» Assigned task
Your response should be every line from the entries that includes the string "shoreline".

» Source records
===============
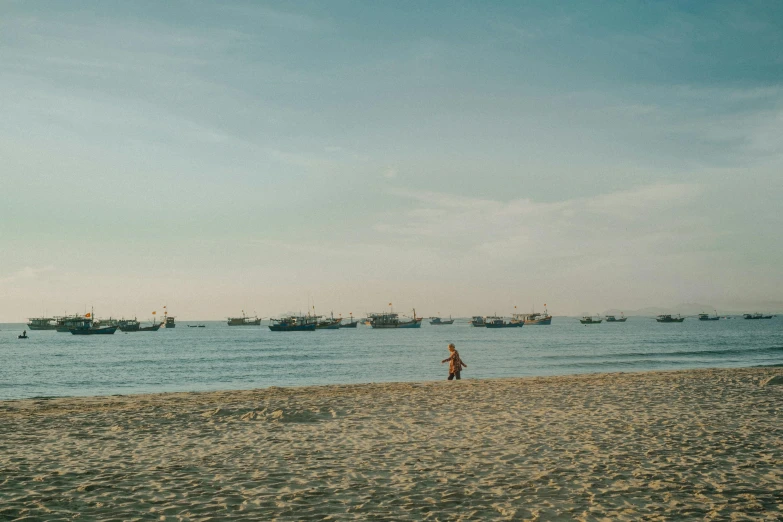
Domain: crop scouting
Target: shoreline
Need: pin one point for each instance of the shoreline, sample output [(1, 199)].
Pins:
[(703, 443), (4, 402)]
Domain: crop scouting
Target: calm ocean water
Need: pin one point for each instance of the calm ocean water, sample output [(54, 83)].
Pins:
[(220, 357)]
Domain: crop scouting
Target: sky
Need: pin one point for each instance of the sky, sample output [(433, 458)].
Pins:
[(460, 158)]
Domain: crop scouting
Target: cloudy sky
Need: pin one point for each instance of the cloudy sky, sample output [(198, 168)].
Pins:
[(457, 157)]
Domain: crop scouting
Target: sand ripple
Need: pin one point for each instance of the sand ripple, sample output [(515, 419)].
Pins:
[(700, 444)]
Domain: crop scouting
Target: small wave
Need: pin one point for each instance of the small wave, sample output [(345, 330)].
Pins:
[(681, 353)]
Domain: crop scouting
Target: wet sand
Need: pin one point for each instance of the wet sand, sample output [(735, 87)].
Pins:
[(701, 444)]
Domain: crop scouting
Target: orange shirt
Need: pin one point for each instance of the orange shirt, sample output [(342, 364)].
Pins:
[(455, 363)]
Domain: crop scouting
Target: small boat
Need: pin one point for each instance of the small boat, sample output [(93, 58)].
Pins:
[(392, 320), (478, 321), (244, 320), (351, 324), (757, 316), (65, 323), (708, 317), (535, 318), (168, 320), (328, 323), (133, 325), (42, 323), (499, 322), (294, 323), (94, 330)]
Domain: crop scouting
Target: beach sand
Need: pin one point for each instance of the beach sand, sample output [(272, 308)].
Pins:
[(702, 444)]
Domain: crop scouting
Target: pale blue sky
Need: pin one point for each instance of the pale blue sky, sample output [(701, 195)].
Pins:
[(459, 157)]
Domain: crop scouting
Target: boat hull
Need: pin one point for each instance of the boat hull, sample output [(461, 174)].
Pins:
[(292, 328), (411, 324), (153, 328), (108, 330), (256, 322)]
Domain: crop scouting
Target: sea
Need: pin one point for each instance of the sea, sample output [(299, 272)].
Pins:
[(220, 357)]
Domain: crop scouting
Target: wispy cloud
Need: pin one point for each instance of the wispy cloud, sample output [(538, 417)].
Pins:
[(26, 274)]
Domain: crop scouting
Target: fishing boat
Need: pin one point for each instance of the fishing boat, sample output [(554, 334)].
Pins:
[(42, 323), (351, 324), (757, 316), (168, 320), (478, 321), (668, 318), (90, 327), (244, 320), (499, 322), (534, 318), (94, 330), (306, 323), (392, 320), (64, 324), (129, 325), (328, 323)]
===============
» Answer box
Target: shoreline
Need: pin one point for each instance of the shoreline, sample output [(1, 199)].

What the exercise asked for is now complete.